- 练习题目:
(1) 请把 Flink 同步测试这篇文章中从“Flink 可以将上游数据进行流式处理、预聚合、join、清洗等之后写入下游。在部署完 Flink”到“侧查询对应的 source 表是否有数据结果。”的那一段照原样重写一遍。
(2) 把 Flink 同步测试这篇文章里的这句话翻成英文:“Flink 可以将上游数据进行流式处理、预聚合、join、清洗等之后写入下游。”
(3) 按照 Flink 同步测试这篇文章的说法,测试内容根据数据流向分成了哪三部分?

- 文档段落:
────

Flink 最佳实践之 MySQL、TiDB 数据同步测试方案

Flink 测试篇

背景介绍

Flink 可以将上游数据进行流式处理、预聚合、join、清洗等之后写入下游。在部署完 Flink 环境之后,同时需要准备一套 MySQL 和 TiDB 环境来进行下面的测试。测试内容根据数据流向主要分为 MySQL -> Flink、Flink -> TiDB 以及 MySQL -> Flink -> TiDB 三部分,测试数据在 MySQL 与 TiDB 之间通过 Flink 进行同步。

测试内容

MySQL -> Flink

测试 mysql 环境同步数据到 Flink 的同步状态是否正常,操作步骤为:在上游 MySQL 环境创建 t1 表并写入数据,在 Flink 侧查询对应的 source 表是否有数据结果。

下载 jar 包

cd /home/flink-1.12.1/lib & 
wget
https://repo1.maven.org/maven2/com/alibaba/ververica/flink-sql-connector-mysql-cdc/1.1.0/flink-sql-connector-mysql-cdc-1.1.0.jar

同时拷贝该包至其他两个节点

重启集群

[root@ee-5143 bin]# ./stop-cluster.sh  & ./start-cluster.sh

建表

在上游 MySQL 建表,同时 MySQL 开启 Binlog

CREATE TABLE `t1` (
  `id` int(11) DEFAULT NULL,
  `name` varchar(20) DEFAULT NULL
) ENGINE=InnoDB DEFAULT CHARSET=utf8

启动并测试

启动 FlinkSQL CLI

[root@n5162 bin]# ./sql-client.sh embedded
No default environment specified.
Searching for '/home/flink-1.12.1/conf/sql-client-defaults.yaml'...found.
Reading default environment from: file:/home/flink-1.12.1/conf/sql-client-defaults.yaml
No session environment specified.

────

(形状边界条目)
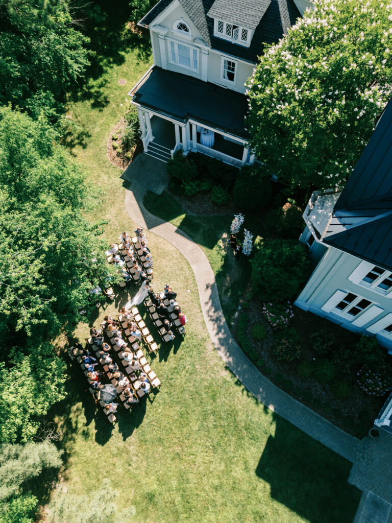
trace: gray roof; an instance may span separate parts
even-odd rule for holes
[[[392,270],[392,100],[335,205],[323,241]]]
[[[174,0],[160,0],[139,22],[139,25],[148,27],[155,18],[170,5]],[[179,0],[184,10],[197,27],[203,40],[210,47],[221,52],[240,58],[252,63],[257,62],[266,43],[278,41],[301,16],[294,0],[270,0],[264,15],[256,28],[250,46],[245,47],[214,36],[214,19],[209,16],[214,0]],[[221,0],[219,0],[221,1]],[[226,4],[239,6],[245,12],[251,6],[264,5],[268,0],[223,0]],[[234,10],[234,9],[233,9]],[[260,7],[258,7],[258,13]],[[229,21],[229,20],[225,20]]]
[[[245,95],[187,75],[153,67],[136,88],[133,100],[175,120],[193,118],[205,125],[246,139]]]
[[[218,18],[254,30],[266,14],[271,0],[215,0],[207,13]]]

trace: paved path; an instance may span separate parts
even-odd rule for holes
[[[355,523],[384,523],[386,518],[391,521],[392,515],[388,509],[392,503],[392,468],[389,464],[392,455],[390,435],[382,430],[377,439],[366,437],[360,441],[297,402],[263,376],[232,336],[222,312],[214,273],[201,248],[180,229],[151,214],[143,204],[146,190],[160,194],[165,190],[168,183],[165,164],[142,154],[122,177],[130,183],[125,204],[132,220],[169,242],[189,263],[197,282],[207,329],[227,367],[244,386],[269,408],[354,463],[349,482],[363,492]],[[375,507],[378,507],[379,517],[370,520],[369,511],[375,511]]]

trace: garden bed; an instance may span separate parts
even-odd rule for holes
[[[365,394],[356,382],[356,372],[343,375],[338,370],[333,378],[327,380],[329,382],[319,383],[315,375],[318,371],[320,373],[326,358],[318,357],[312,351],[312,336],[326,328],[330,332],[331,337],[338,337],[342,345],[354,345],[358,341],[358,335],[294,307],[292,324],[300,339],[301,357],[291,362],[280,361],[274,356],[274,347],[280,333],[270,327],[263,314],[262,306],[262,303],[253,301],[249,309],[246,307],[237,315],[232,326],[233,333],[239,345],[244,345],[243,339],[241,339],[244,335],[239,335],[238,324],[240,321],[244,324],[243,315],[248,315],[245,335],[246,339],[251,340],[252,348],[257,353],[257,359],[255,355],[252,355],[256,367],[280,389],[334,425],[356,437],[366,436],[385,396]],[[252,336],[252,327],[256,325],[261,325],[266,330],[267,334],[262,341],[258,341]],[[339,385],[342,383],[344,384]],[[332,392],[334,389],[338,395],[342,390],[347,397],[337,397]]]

────

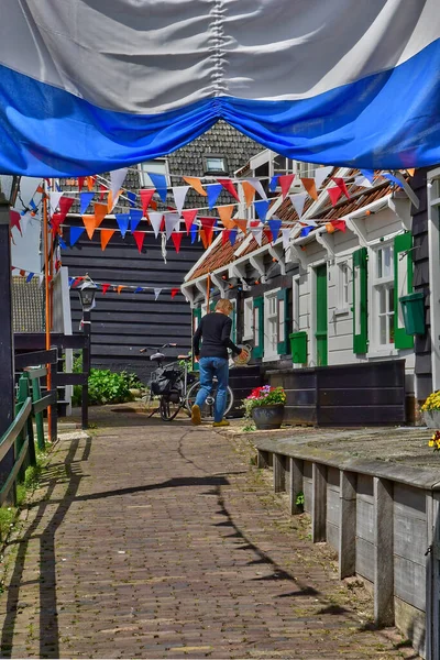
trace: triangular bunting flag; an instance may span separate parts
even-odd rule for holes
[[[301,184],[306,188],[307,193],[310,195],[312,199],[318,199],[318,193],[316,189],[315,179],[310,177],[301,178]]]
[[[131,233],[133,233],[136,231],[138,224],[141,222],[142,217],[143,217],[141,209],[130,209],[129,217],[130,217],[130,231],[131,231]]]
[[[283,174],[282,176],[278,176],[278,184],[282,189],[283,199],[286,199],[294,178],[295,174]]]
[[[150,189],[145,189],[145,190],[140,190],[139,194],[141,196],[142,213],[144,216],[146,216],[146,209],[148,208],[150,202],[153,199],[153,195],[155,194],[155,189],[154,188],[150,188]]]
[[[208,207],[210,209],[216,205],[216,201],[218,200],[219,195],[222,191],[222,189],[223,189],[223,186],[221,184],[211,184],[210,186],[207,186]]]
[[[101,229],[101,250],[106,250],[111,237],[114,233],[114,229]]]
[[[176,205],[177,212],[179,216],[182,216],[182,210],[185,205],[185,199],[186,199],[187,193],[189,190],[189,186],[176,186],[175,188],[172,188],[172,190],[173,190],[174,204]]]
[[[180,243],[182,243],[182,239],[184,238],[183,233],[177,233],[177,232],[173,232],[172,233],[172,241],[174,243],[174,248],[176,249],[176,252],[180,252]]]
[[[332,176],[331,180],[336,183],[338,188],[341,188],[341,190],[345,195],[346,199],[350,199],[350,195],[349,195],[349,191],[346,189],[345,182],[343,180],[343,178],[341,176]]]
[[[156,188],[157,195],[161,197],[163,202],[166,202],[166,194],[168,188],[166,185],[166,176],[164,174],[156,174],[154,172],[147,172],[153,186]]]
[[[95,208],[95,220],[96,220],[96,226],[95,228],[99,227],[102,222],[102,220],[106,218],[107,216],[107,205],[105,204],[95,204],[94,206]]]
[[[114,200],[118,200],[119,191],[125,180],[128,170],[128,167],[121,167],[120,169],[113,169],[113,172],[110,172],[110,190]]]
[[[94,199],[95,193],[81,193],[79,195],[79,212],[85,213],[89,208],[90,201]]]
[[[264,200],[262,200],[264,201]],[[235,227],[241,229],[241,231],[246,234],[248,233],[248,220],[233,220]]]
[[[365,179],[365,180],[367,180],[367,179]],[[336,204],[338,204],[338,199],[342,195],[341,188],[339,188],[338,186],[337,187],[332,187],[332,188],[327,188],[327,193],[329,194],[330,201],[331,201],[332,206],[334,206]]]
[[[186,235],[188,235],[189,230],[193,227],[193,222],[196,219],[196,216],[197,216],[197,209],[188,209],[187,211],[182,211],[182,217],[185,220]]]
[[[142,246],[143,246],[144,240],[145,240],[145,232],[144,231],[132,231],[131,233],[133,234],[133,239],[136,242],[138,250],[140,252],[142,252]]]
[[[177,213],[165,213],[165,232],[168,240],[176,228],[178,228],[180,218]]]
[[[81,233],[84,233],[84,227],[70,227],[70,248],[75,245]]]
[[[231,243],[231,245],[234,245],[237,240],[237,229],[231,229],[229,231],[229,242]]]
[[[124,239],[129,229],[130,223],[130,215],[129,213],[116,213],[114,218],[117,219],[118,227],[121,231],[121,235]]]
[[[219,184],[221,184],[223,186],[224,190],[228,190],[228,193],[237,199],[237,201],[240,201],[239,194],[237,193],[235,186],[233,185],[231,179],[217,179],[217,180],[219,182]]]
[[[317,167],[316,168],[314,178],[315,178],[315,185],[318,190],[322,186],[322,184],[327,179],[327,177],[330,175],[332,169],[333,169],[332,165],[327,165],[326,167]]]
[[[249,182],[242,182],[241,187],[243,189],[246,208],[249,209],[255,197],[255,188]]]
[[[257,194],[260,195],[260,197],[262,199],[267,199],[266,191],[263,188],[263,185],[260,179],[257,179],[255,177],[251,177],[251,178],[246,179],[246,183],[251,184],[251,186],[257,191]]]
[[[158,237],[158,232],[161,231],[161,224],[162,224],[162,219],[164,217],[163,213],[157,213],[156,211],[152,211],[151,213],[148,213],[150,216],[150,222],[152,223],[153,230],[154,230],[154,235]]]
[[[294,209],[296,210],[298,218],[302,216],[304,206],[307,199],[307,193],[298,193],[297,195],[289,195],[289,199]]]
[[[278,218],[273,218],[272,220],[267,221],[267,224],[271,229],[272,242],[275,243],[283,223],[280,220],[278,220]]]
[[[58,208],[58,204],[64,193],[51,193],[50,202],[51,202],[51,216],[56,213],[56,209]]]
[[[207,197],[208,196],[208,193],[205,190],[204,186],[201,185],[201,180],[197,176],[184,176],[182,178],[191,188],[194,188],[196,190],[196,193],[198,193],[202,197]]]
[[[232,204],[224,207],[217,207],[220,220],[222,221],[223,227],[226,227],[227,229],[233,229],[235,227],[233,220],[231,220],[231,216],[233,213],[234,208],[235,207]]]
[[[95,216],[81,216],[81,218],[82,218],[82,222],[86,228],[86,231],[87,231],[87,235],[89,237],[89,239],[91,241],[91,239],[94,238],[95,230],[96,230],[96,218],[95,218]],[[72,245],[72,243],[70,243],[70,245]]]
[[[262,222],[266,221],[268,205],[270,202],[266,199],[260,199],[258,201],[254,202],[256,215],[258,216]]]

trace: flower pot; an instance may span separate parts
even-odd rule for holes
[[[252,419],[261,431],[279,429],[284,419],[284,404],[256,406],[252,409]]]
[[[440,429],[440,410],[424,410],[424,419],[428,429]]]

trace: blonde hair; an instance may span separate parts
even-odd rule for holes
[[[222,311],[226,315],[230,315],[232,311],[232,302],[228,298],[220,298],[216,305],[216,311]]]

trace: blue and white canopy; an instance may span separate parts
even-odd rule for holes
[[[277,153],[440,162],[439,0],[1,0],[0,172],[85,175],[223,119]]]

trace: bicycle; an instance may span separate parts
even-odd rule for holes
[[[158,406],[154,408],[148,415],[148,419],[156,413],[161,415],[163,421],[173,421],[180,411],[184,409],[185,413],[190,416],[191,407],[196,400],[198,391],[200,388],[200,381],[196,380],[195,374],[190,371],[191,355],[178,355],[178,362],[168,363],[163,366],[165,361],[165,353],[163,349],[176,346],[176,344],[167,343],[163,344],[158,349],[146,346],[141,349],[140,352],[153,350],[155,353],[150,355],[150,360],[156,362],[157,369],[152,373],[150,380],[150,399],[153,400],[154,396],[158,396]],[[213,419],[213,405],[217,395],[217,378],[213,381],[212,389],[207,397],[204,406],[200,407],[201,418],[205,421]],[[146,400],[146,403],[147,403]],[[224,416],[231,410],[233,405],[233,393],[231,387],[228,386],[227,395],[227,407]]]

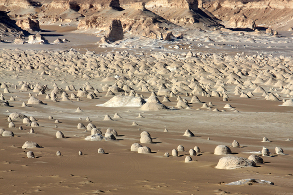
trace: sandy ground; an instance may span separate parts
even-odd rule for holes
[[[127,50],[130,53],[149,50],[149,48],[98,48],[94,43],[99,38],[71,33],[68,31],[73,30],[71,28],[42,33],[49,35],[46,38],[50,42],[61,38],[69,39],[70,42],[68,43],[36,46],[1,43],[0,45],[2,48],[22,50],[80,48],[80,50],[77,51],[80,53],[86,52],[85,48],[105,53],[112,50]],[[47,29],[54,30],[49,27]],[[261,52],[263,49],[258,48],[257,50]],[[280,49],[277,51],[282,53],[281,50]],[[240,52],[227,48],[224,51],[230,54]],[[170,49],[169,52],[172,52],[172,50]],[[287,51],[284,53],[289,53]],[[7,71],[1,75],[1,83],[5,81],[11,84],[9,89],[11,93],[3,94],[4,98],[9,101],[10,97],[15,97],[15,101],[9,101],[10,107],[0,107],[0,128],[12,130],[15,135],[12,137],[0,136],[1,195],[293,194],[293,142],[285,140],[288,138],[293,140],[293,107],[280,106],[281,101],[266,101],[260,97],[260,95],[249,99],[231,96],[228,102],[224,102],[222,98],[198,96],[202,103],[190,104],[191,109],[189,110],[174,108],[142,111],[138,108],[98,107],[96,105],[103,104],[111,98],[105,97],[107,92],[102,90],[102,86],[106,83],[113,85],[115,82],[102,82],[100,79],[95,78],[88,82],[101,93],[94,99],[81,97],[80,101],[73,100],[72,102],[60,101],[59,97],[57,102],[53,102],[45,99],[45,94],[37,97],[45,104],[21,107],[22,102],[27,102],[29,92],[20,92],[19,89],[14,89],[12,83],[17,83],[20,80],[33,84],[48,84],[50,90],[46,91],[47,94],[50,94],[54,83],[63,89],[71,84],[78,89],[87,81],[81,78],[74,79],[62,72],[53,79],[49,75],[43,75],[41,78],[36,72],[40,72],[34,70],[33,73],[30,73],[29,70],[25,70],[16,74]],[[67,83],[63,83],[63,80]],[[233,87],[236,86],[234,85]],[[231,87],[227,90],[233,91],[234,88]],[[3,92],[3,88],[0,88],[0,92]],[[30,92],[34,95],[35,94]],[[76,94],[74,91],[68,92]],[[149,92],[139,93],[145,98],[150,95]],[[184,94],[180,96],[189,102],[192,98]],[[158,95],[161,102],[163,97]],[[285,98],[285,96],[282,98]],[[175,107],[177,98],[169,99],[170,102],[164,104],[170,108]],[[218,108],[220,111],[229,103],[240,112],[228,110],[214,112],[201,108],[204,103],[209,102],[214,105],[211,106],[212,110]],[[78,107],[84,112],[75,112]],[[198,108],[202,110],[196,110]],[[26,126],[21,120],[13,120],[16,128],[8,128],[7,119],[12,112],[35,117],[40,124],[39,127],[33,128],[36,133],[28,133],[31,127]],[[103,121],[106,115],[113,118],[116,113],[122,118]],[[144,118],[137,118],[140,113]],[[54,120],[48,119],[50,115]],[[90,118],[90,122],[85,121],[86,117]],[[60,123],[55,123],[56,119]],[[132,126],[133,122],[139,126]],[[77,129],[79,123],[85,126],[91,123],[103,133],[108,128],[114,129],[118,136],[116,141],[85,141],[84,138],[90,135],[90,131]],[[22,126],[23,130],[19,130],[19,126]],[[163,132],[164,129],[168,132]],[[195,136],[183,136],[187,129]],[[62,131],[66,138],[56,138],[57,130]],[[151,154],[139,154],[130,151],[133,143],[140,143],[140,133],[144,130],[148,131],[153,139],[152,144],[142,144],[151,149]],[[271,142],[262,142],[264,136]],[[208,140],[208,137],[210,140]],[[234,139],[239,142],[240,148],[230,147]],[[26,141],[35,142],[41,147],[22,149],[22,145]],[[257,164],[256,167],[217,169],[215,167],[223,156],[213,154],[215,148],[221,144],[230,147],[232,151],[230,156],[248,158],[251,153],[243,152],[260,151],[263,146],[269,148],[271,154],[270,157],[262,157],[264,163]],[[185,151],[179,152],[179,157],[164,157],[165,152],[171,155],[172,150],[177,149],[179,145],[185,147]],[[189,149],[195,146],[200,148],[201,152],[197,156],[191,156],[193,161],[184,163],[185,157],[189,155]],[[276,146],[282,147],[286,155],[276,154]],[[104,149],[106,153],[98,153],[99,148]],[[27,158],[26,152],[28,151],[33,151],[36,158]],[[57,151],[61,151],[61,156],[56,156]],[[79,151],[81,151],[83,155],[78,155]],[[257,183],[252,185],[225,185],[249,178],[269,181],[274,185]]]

────

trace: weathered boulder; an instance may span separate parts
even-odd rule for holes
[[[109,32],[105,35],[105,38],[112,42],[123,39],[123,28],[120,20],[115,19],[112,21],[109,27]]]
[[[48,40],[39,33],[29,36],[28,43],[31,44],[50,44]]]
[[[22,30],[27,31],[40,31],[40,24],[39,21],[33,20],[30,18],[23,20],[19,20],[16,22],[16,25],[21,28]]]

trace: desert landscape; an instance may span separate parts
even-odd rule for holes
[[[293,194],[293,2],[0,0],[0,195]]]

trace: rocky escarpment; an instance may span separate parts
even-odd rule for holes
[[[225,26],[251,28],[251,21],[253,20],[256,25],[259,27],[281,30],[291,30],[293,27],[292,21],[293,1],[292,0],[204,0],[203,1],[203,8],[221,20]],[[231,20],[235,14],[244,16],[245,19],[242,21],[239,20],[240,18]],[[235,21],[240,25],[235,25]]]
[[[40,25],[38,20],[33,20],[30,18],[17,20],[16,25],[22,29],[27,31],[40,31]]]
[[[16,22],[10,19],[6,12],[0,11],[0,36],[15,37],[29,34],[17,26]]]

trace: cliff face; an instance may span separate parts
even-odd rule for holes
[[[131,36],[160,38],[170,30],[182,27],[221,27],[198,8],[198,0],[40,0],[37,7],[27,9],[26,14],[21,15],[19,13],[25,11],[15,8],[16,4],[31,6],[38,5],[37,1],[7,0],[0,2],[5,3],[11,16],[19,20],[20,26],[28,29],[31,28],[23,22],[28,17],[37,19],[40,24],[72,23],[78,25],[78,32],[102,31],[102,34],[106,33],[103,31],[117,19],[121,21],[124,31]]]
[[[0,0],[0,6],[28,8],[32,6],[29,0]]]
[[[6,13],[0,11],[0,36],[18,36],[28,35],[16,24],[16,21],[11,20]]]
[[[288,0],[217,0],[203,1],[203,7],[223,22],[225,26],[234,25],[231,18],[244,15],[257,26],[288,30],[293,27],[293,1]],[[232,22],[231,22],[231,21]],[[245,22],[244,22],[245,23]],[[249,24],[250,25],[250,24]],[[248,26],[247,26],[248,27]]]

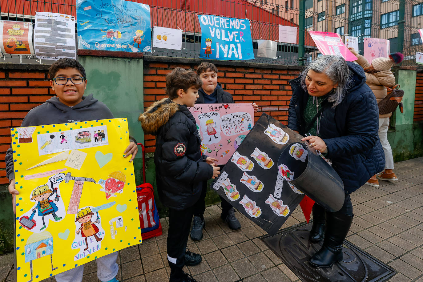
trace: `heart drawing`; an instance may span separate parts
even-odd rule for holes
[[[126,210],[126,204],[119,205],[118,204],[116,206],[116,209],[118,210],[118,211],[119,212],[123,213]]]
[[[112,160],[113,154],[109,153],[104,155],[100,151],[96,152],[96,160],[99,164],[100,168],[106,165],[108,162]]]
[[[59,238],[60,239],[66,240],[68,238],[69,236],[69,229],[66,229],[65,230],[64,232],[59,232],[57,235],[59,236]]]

────

- 各题答案:
(1)
Flink 可以将上游数据进行流式处理、预聚合、join、清洗等之后写入下游。在部署完 Flink 环境之后,同时需要准备一套 MySQL 和 TiDB 环境来进行下面的测试。测试内容根据数据流向主要分为 MySQL -> Flink、Flink -> TiDB 以及 MySQL -> Flink -> TiDB 三部分,测试数据在 MySQL 与 TiDB 之间通过 Flink 进行同步。

测试内容

MySQL -> Flink

测试 mysql 环境同步数据到 Flink 的同步状态是否正常,操作步骤为:在上游 MySQL 环境创建 t1 表并写入数据,在 Flink 侧查询对应的 source 表是否有数据结果。

(2) Flink can apply stream processing, pre-aggregation, joins, cleansing and similar operations to upstream data and then write it downstream.

(3) MySQL -> Flink、Flink -> TiDB 以及 MySQL -> Flink -> TiDB。